PROBLEM: Reproduce, word for word, the entire passage below on alcohol drinking and prostate cancer risk.

Researchers studied alcohol drinking and prostate cancer risk. To do so, they used data from 11,372 male participants in the Finnish Twin Cohort. The Cohort was first formed in 1974. It consisted of twins who were at least 16 years old. They included both monozygotic and dizygotic twin pairs. That is, both identical and non-identical twins. All were selected from the Finnish Central Population Register.
The twins were followed for prostate cancer from 1981 to 2012. During that time, 601 individuals developed the disease. Of those, 110 died from it.
Researchers related reported abstention, average alcohol consumption and binge drinking to the risk of prostate cancer. They also related it to death from the disease.
Drinking and Prostate Cancer Results
Those who abstained from alcohol, drank heavily, or binged had higher risk than moderate drinkers.
The researchers also evaluated the risks of prostate cancer among alcohol-discordant twins. That is, among twin pairs in which the siblings did not share the same drinking pattern. Among this sub-group, the lowest risk lowest risk was among moderate drinkers who did not binge. Abstainers had a higher risk than moderate drinkers.
The results suggest a U or J-shaped relationship between drinking and prostate cancer risk.
Twin studies are very useful in medical research. For simplicity, let’s focus on identical twins. They share identical genetic makeup, were formed in the same womb, share the same birthday, etc. Also, they have the same parents, generally live in the same house, have the same socio-economic status, etc. Of course, they don’t have identical environments, especially as adults.
Prostate cancer is by far the most common cancer in men. And it’s the second leading cause of death due to cancer.
But having participants with the same genetics and very similar environments provides strong medical evidence. It’s very useful in determining what causes a disease.

DATASET EXCERPTS:
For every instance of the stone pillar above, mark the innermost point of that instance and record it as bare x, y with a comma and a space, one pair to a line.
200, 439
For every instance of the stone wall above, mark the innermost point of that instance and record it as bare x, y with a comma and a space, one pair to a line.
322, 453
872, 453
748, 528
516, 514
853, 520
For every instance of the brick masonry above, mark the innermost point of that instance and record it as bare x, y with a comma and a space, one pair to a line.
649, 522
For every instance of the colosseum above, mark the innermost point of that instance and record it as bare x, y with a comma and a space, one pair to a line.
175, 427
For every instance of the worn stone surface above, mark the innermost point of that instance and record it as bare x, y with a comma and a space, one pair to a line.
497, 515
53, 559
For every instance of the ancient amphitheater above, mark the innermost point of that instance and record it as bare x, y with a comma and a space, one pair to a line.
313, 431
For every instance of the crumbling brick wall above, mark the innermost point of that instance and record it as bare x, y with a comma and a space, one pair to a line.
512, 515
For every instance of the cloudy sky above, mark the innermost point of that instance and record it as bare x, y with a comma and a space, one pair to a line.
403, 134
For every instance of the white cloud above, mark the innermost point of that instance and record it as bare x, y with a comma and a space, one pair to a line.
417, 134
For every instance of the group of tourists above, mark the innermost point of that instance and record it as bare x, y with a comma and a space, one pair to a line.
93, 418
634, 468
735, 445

RESPONSE TO THE EXERCISE:
Researchers studied alcohol drinking and prostate cancer risk. To do so, they used data from 11,372 male participants in the Finnish Twin Cohort. The Cohort was first formed in 1974. It consisted of twins who were at least 16 years old. They included both monozygotic and dizygotic twin pairs. That is, both identical and non-identical twins. All were selected from the Finnish Central Population Register.
The twins were followed for prostate cancer from 1981 to 2012. During that time, 601 individuals developed the disease. Of those, 110 died from it.
Researchers related reported abstention, average alcohol consumption and binge drinking to the risk of prostate cancer. They also related it to death from the disease.
Drinking and Prostate Cancer Results
Those who abstained from alcohol, drank heavily, or binged had higher risk than moderate drinkers.
The researchers also evaluated the risks of prostate cancer among alcohol-discordant twins. That is, among twin pairs in which the siblings did not share the same drinking pattern. Among this sub-group, the lowest risk lowest risk was among moderate drinkers who did not binge. Abstainers had a higher risk than moderate drinkers.
The results suggest a U or J-shaped relationship between drinking and prostate cancer risk.
Twin studies are very useful in medical research. For simplicity, let’s focus on identical twins. They share identical genetic makeup, were formed in the same womb, share the same birthday, etc. Also, they have the same parents, generally live in the same house, have the same socio-economic status, etc. Of course, they don’t have identical environments, especially as adults.
Prostate cancer is by far the most common cancer in men. And it’s the second leading cause of death due to cancer.
But having participants with the same genetics and very similar environments provides strong medical evidence. It’s very useful in determining what causes a disease.